= COMPLETE THE FOLLOWING =
**1.** Reproduce the passage of the mentoring article that begins at the words "And Michael knows" and stops after the words "with their families.".
**2.** Answer these questions from the mentoring article:
(a) For how long has Jim Okorn been a big brother?
(b) What percentage of the children on the waiting list are boys?
(c) What ages are the children that the program matches with adult volunteers?

= TEXT UNDER STUDY =
.....

Big Brothers Big Sisters looks to put men back in mentoring

Big Brother, Jim Okorn, spends some quality time with little brother, Michael Marchenko. The brothers are members of the Big Brothers Big Sisters program of Northwestern Michigan.

Big Brothers Big Sisters of Northwestern Michigan is desperately searching for big brothers who can fill big roles in small lives.

Organizers tell 7&4 News that they have nearly 100 kids on a waiting list to receive a big brother or big sister, and that 70-percent of them are boys.

"The divorce rate is 50 percent," Executive Director for Big Brothers Big Sisters of Northwestern Michigan. "50 percent of the kids born in the state of Michigan are on Medicaid. A lot of these kids, 99.9 percent of them, come from single parent families. So it's usually the mom carrying the weight. It's the boys that are lacking, that need guidance. That role model in their life."

Research through big brothers big sisters has shown that over 2-thousand kids in the Northwestern region would qualify for a big brother or sister. But without enough "Bigs" to match with "Littles," the list will just keep growing.

Jim Okorn has been a big brother for almost two years. He understands just how huge of an impact he has on his little brother Michael's life.

"It's extremely important having male role models," said Okorn. "It's just , one of those things throughout your life you'll always look back on and remember what you were taught by these mentors and it will just pay it's way forward all throughout your life and into the younger generation."

Okorn's little brother, Michael Marchenko, came to the area from the Ukraine with his mother seven years ago. His request for a big brother was simple.

"I don't have very many kids in my neighborhood," said 10-year-old Marchenko. "I only had three friends at that time. One moved away and one I don't get to see very much."

And Michael knows first hand what it would mean to another boy, like him, to have a big brother.

Big Brother Big Sisters has been operating for more than 100 years and believes that every child has the ability to succeed in life. They are the nation's largest donor and volunteer supported mentoring network. Big Brothers Big Sisters makes meaningful, monitored matches between adult volunteers ("Bigs") and children ("Littles"), ages 6 through 18, in communities across the county.

Here are some positive influences that relationships between "Littles" and "Bigs" have on children's lives according to Big Brothers Big Sisters:

Kids are more confident in their schoolwork performance.

They are able to get get along better with their families.

They are 46% less likely to begin using illegal drugs.

They are 27% less likely to begin using alcohol.

They are 52% less likely to skip school.

.....

= INFORMATION SUPPLIED =

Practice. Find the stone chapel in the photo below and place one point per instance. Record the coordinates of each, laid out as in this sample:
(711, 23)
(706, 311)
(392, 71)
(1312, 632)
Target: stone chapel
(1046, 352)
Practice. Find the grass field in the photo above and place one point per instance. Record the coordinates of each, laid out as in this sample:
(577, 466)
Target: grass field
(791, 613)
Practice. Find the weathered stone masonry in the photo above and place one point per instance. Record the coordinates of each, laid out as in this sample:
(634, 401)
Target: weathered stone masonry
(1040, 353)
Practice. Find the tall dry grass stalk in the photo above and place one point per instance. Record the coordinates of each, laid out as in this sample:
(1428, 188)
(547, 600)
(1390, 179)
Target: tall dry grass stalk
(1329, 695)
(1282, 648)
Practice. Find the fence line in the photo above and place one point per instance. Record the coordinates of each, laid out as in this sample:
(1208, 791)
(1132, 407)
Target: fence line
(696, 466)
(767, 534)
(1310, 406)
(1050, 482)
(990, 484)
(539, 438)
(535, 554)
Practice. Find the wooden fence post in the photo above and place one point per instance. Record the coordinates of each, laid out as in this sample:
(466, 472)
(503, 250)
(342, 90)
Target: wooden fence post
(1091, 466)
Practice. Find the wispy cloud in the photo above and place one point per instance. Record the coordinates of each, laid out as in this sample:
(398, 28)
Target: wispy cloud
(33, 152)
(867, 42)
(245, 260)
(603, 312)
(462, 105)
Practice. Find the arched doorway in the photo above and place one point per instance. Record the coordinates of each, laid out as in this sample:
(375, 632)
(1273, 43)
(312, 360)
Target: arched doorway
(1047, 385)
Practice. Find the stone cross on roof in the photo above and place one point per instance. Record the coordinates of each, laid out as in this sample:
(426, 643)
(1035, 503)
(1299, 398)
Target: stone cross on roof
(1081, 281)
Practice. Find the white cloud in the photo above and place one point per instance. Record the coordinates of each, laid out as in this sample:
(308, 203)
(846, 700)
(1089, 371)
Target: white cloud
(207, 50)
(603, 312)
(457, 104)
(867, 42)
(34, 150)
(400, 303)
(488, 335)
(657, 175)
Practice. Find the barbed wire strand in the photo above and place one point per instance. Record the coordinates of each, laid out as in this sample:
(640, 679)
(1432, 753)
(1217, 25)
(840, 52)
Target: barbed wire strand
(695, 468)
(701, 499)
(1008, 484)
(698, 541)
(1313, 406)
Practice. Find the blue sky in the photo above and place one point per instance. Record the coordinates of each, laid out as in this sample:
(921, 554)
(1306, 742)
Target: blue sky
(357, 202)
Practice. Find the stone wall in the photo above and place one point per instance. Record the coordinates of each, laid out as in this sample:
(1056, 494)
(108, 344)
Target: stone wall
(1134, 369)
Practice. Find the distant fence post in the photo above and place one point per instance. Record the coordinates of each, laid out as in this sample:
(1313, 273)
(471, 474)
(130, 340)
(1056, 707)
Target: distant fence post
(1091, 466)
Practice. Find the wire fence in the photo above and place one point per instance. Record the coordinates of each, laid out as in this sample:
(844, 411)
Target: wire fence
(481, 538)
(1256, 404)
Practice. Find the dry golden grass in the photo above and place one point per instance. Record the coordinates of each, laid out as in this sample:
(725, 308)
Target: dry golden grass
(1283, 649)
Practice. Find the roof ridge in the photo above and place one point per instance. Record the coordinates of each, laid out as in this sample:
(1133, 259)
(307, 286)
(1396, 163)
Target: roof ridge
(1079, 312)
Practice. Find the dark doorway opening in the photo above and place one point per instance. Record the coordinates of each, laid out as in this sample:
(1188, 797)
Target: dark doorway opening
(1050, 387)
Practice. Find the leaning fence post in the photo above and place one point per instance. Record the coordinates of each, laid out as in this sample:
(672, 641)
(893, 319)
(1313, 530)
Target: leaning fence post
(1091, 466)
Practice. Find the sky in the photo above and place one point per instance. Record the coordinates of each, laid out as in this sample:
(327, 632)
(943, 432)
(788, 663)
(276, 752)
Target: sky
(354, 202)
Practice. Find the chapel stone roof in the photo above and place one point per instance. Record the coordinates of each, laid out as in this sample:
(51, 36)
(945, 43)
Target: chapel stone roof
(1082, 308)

.....

= ANSWERS FOR THE TASKS =
**1.**
And Michael knows first hand what it would mean to another boy, like him, to have a big brother.

Big Brother Big Sisters has been operating for more than 100 years and believes that every child has the ability to succeed in life. They are the nation's largest donor and volunteer supported mentoring network. Big Brothers Big Sisters makes meaningful, monitored matches between adult volunteers ("Bigs") and children ("Littles"), ages 6 through 18, in communities across the county.

Here are some positive influences that relationships between "Littles" and "Bigs" have on children's lives according to Big Brothers Big Sisters:

Kids are more confident in their schoolwork performance.

They are able to get get along better with their families.

**2.**
(a) Almost two years.
(b) 70 percent.
(c) Ages 6 through 18.